- [WHAT TO PRODUCE]
Pull out every line of the entries below that contains the string "snowflake". Case matters.

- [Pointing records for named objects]
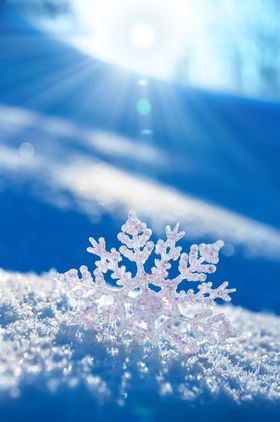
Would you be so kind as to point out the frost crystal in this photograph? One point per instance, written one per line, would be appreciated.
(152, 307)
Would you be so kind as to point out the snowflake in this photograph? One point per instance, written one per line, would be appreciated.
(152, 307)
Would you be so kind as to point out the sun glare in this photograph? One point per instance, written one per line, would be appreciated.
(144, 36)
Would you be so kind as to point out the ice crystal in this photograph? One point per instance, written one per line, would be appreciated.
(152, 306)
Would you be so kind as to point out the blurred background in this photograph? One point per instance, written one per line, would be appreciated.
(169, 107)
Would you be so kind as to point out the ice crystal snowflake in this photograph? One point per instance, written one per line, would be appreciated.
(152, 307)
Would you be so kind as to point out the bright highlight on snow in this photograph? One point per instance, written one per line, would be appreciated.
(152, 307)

--

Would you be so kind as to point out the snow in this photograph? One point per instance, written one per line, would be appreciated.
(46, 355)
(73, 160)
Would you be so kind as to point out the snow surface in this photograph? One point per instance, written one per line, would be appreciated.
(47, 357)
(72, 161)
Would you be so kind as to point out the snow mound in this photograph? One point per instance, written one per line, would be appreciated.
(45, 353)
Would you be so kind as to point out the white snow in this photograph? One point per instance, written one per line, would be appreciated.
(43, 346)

- [IN RESPONSE]
Would you be so kind as to point out the snowflake in this photograph? One point per instance, written one per line, would be appreciated.
Would you be so kind as to point out the ice crystal snowflake in this photograph? One point per instance, written one per line, would be appreciated.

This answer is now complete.